■ Challenge
Skip any picture you find and retype all the remaining lines exactly.

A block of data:
# # # # #
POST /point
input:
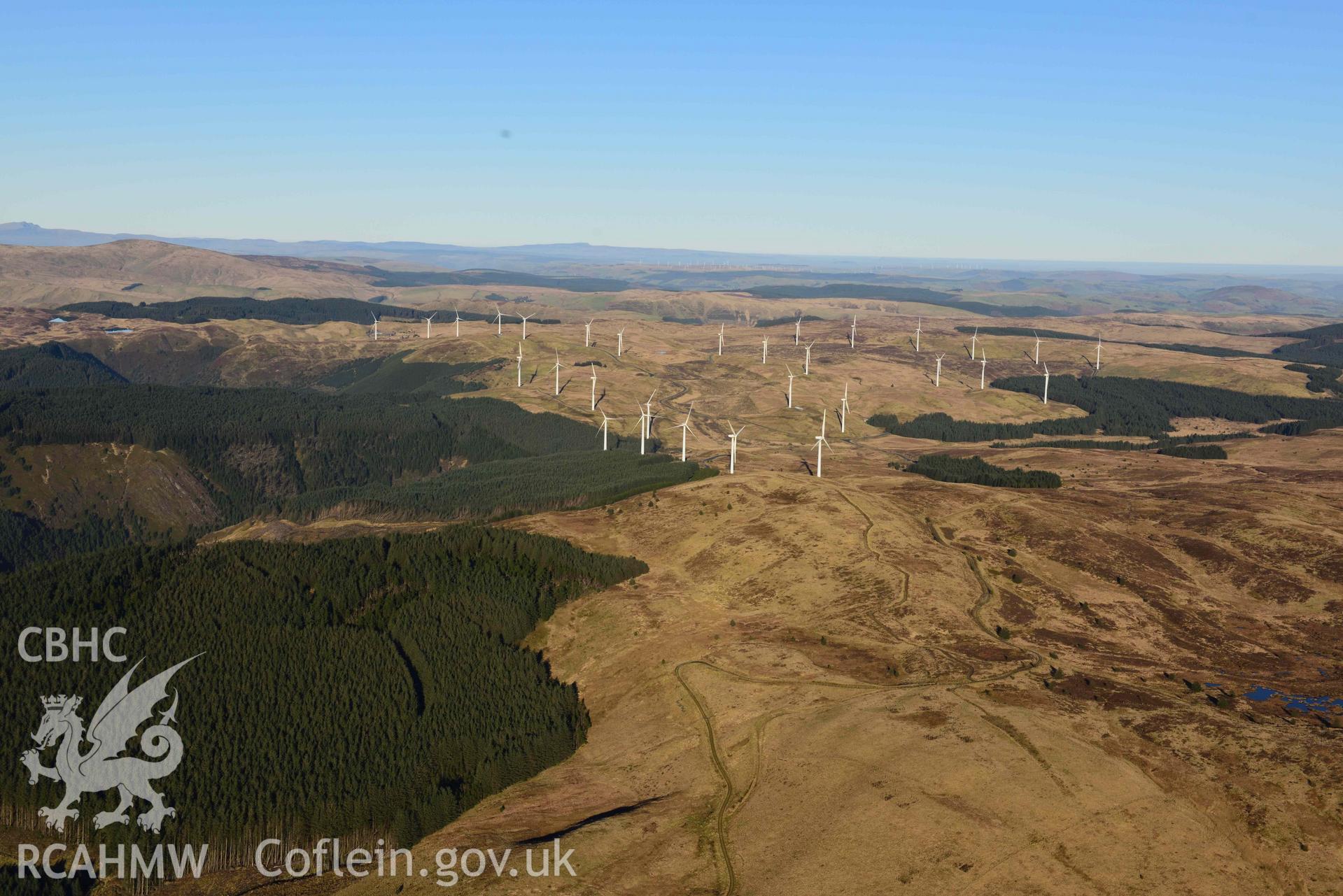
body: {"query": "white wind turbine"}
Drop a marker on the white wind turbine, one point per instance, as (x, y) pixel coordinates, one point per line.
(821, 440)
(558, 365)
(685, 428)
(732, 447)
(646, 422)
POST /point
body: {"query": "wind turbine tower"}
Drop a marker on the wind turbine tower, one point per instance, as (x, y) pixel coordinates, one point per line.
(821, 440)
(732, 447)
(685, 428)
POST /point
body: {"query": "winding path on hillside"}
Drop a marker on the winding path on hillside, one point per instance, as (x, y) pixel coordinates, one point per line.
(733, 799)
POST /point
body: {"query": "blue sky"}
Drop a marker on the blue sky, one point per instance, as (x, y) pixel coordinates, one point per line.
(1182, 131)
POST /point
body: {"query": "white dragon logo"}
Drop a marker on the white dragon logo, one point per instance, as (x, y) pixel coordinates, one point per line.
(111, 732)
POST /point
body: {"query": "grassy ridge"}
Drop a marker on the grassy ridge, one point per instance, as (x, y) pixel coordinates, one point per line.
(900, 294)
(288, 310)
(1118, 407)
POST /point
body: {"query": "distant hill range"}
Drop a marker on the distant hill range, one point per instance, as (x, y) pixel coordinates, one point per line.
(51, 267)
(139, 270)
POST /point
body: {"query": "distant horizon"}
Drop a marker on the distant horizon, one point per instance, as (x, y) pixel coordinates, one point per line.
(1162, 133)
(932, 262)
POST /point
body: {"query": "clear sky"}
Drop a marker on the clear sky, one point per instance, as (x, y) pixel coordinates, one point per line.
(1183, 131)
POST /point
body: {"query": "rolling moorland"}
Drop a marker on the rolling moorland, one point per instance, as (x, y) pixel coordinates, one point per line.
(1002, 646)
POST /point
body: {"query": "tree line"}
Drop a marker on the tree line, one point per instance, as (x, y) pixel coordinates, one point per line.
(978, 471)
(365, 684)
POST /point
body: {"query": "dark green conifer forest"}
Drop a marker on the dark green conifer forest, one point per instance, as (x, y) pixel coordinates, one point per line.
(367, 684)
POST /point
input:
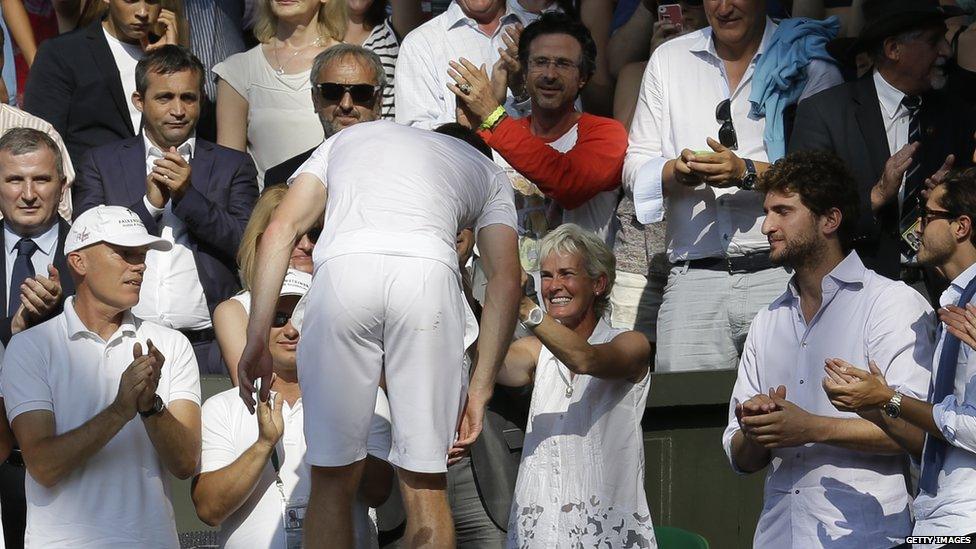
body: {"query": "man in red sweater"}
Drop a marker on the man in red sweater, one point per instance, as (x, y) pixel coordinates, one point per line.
(573, 158)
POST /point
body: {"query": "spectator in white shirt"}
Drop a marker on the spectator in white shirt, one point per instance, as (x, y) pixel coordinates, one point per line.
(946, 503)
(253, 472)
(696, 88)
(473, 29)
(834, 479)
(74, 385)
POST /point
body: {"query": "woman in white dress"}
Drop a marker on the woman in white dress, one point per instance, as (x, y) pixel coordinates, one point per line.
(264, 95)
(581, 480)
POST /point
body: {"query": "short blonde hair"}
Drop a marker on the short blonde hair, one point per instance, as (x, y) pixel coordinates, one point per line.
(598, 258)
(331, 21)
(260, 217)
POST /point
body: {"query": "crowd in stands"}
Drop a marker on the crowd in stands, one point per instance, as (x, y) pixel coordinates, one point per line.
(785, 188)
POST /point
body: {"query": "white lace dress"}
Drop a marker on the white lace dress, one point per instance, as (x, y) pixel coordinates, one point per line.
(581, 480)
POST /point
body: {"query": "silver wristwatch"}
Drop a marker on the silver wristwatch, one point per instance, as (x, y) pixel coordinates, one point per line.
(534, 318)
(893, 407)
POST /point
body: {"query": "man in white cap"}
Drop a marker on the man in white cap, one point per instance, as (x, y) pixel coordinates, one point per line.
(253, 475)
(104, 405)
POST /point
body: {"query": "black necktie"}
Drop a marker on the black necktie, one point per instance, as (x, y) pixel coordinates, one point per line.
(23, 269)
(914, 178)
# # # # #
■ Reply
POST /point
input:
body: {"query": "white wind turbine"}
Drop a marker on the white wind turbine, one point per instance, as (x, y) pixel coordinates, one point per line.
(821, 440)
(558, 365)
(685, 428)
(732, 447)
(646, 422)
POST /point
body: {"query": "wind turbine tower"}
Drop a marker on the wind turbine tower, one point per instance, as (x, y) pixel coordinates, one point per line.
(821, 440)
(732, 447)
(685, 428)
POST /point
body: {"query": "winding path on hillside"}
Drop a marker on the winding path on hillside, one point per instance, as (x, y) pixel coordinates, one point per line.
(733, 799)
POST /point
body: {"query": "blue sky"}
Drop a marker on the blue sky, one point per instance, as (x, y) pixel coordinates, one point per line.
(1182, 131)
POST /point
body: {"query": "white dragon logo"}
Drop a marker on the white dragon logo, one point per instance, as (x, y) pixel coordinates, one point per line.
(111, 732)
POST /point
body: {"query": "grassy ridge"}
Drop a marker on the grassy ridge, one point per instance, as (x, y) pixel coordinates, one point per line.
(900, 294)
(288, 310)
(1118, 407)
POST /point
body: {"query": "distant hill range"}
Drop a marker on the distant hill range, one point per instance, as (x, y) pixel coordinates, one point per line.
(51, 267)
(139, 270)
POST /point
body: {"query": "distant horizon"}
Drop a marker on the distant horizon, one point per instance, as (x, y) pixel coordinates, one point per line.
(1162, 133)
(932, 262)
POST /point
body: {"query": "clear sky"}
Drop a marker on the clear sky, one point per instance, as (x, y) pixel coordinates, one point per line.
(1183, 131)
POST /point
body: {"query": "rolling moorland"}
Drop a marker on the rolling moorland, one point per instance, as (x, y) pixel coordinates, one point per line.
(1002, 646)
POST /point
body: {"query": "tree line"}
Drop a marker on the tree line, one point per instance, as (x, y) pixel coordinates, one point per line.
(978, 471)
(365, 684)
POST /point
body: {"query": "dark green conifer forest"}
Drop a marker on the dark green conifer forest, one point per instance, as (x, y) pixel coordinates, one point per line.
(367, 684)
POST /point
input:
body: {"query": "man in red sweater"}
Drop a marker on the man in red sweater, one point per instance, as (x, y) pixel coordinates, one point per line.
(573, 158)
POST /point
body: {"query": "spectator in white shirt"}
Drop a marker on the spectator in white shirt, one point per instance, as (x, y) pixel coordinates, one point per line.
(946, 503)
(253, 472)
(696, 88)
(473, 29)
(834, 479)
(74, 385)
POST /point
body: {"query": "woman in white dress"}
Drop a marker on the woman in white dress, one point per instance, as (x, y) pixel coordinates, one point per line.
(264, 95)
(581, 480)
POST /point
body: {"query": "short blonde hair"}
Drop a marker on the short blonde hair, one point per instance, as (x, y) pixel coordinates, one point per line.
(598, 258)
(331, 21)
(260, 217)
POST /point
body: {"query": "crowd in stands"}
Drop a marker on the crowd in stands, one point per instance, as (x, y) pixel coordinates, one point per line.
(785, 188)
POST /point
body: {"query": "white lace dress"}
Drop a marker on the white lace dress, one point per instance, as (x, y) pixel coordinates, one point per line.
(581, 480)
POST /point
body: {"query": "silver wristwatch"}
Drop a marker on the silver wristwatch, one point per instance, as (x, y) pixel coordinates, one point per line.
(534, 318)
(893, 407)
POST /point
body: {"query": "man in white cap"}
Drop a marker on the man in white cap, one point per instance, as (x, y) pixel coordinates, one point per line.
(253, 475)
(104, 405)
POST /point
body: {"query": "black necktie"}
Drop a marker on the black necktie, one point per instance, as (x, y) pixel coordinates, one point per line.
(23, 269)
(914, 178)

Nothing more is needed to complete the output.